■ **Page text**
⟨
As proper tourists we visited two other popular sites the next day. Starting off on the southern ring road we left busy Reykjavik to visit "Geysir".
Before we ended up at the geysirs we drove past the Keriđ explosion crater. We actually tried to have a look at this one the day before but our map had it in a totally wrong place, however my GPS map (!! add link) did have it correctly. (!! add stuff about this event). All that as left now is a crater which now houses a small lake in the middle.
The English word geysir finds its origin in exactly the site which formerly housed this great natural water fountain in Iceland. However, in the last few years the original geysir does no longer function properly and only rarely spits out its water into the air. However at the same site there is another geysir called Strokkur which still performs well. About every 5 to 10 minutes it bursts out water into the air, however each bursts intensity varies quite a bit. You need to be a bit lucky to see a "big one". Besides Strokkur there are also a number of smaller less regular geysirs and "Bluesi" - a very blue pool with warm water.
From the geysir field we then proceeded towards Gullfoss - the Golden Falls - named because its always present rainbow. However... if there is no sun there won't be a rainbow either ofcourse. We were lucky and the weather was fair so we could enjoy the magic of the great falls.
Past the great glacier
Leaving Reykjavik behind we set off for Höfn (pronounced like "Hùb"). Along this route there are many smaller and larger waterfalls including one of Iceland's finest called "Seljalandsfoss". We went to see a few of those and then wandered off the ring road to have a look at the Dyrhólaey plateau where there is a large colony of puffins as well. We spend some time trying to get as close to the puffins as possible for a good photo and then proceeded our route to Höfn. When driving along the southern ring road we passed lots of lava fields and glacier tongues. The glacier toungues are all part of the largest icecap of Europe: Vatnajökull.
⟩
■ **Aim**
Copy out the Iceland travel account word for word, from start to finish.

■ **Data shown**
⟨
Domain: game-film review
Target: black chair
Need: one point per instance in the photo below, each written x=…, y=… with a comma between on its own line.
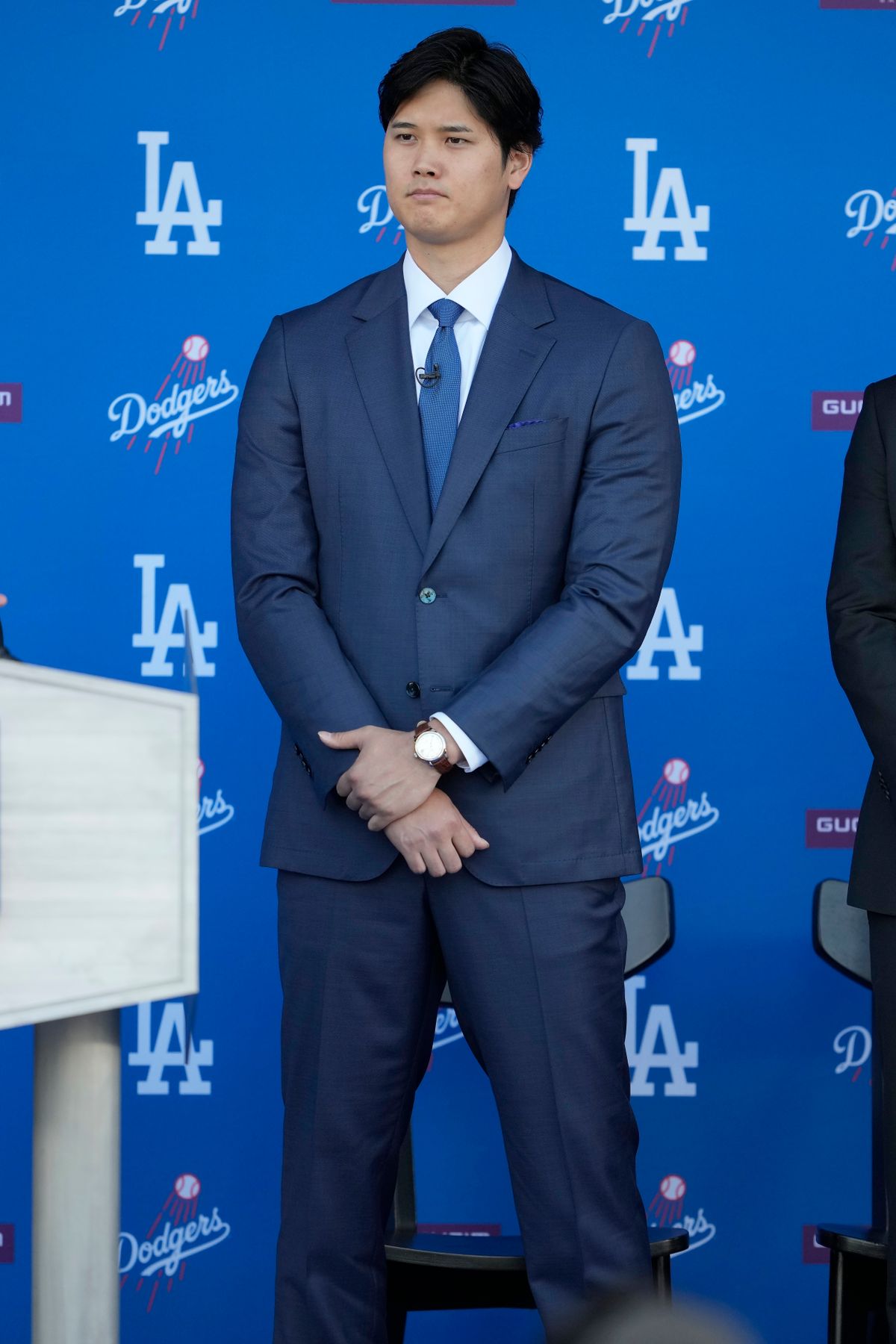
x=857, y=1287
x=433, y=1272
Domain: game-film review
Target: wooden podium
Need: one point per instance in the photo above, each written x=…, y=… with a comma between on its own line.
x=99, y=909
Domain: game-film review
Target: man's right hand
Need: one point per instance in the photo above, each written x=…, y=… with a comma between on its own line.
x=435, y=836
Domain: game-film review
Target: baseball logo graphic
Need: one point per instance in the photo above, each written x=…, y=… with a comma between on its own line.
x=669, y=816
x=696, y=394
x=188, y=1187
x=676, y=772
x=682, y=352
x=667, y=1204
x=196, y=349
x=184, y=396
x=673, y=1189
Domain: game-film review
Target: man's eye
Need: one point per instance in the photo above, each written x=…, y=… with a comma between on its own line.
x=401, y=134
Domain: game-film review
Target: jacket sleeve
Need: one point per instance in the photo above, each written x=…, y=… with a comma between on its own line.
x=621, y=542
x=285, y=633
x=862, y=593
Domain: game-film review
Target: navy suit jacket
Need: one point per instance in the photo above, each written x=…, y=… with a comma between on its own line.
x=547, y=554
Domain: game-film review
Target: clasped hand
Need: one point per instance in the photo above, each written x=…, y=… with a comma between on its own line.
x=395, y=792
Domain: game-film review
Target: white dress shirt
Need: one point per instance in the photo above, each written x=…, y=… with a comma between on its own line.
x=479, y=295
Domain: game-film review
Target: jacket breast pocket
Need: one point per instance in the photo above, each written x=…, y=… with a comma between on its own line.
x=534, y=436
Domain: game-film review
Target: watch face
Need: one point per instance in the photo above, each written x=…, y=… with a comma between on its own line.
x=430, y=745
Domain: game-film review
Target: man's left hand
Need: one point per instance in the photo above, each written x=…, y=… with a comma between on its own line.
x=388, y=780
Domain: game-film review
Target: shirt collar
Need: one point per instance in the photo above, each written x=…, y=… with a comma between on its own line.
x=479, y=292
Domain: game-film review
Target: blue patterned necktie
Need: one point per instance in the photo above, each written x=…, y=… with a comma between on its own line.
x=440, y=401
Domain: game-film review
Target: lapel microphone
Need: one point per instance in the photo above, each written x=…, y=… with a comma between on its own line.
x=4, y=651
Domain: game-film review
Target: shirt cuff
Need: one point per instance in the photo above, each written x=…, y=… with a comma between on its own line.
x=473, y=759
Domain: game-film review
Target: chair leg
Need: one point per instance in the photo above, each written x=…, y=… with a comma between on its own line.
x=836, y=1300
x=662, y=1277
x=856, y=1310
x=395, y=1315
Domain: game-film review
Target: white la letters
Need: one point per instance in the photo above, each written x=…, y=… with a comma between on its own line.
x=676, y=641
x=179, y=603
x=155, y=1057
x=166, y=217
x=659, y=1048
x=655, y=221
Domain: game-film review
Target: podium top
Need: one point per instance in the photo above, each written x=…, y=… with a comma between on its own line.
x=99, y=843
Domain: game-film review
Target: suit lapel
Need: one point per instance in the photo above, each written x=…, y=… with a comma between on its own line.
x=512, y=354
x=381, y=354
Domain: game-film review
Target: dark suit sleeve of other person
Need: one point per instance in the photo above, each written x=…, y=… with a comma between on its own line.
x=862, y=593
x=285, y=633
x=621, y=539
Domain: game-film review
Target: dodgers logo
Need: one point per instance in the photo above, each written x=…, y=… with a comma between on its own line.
⟩
■ **Full answer**
As proper tourists we visited two other popular sites the next day. Starting off on the southern ring road we left busy Reykjavik to visit "Geysir".
Before we ended up at the geysirs we drove past the Keriđ explosion crater. We actually tried to have a look at this one the day before but our map had it in a totally wrong place, however my GPS map (!! add link) did have it correctly. (!! add stuff about this event). All that as left now is a crater which now houses a small lake in the middle.
The English word geysir finds its origin in exactly the site which formerly housed this great natural water fountain in Iceland. However, in the last few years the original geysir does no longer function properly and only rarely spits out its water into the air. However at the same site there is another geysir called Strokkur which still performs well. About every 5 to 10 minutes it bursts out water into the air, however each bursts intensity varies quite a bit. You need to be a bit lucky to see a "big one". Besides Strokkur there are also a number of smaller less regular geysirs and "Bluesi" - a very blue pool with warm water.
From the geysir field we then proceeded towards Gullfoss - the Golden Falls - named because its always present rainbow. However... if there is no sun there won't be a rainbow either ofcourse. We were lucky and the weather was fair so we could enjoy the magic of the great falls.
Past the great glacier
Leaving Reykjavik behind we set off for Höfn (pronounced like "Hùb"). Along this route there are many smaller and larger waterfalls including one of Iceland's finest called "Seljalandsfoss". We went to see a few of those and then wandered off the ring road to have a look at the Dyrhólaey plateau where there is a large colony of puffins as well. We spend some time trying to get as close to the puffins as possible for a good photo and then proceeded our route to Höfn. When driving along the southern ring road we passed lots of lava fields and glacier tongues. The glacier toungues are all part of the largest icecap of Europe: Vatnajökull.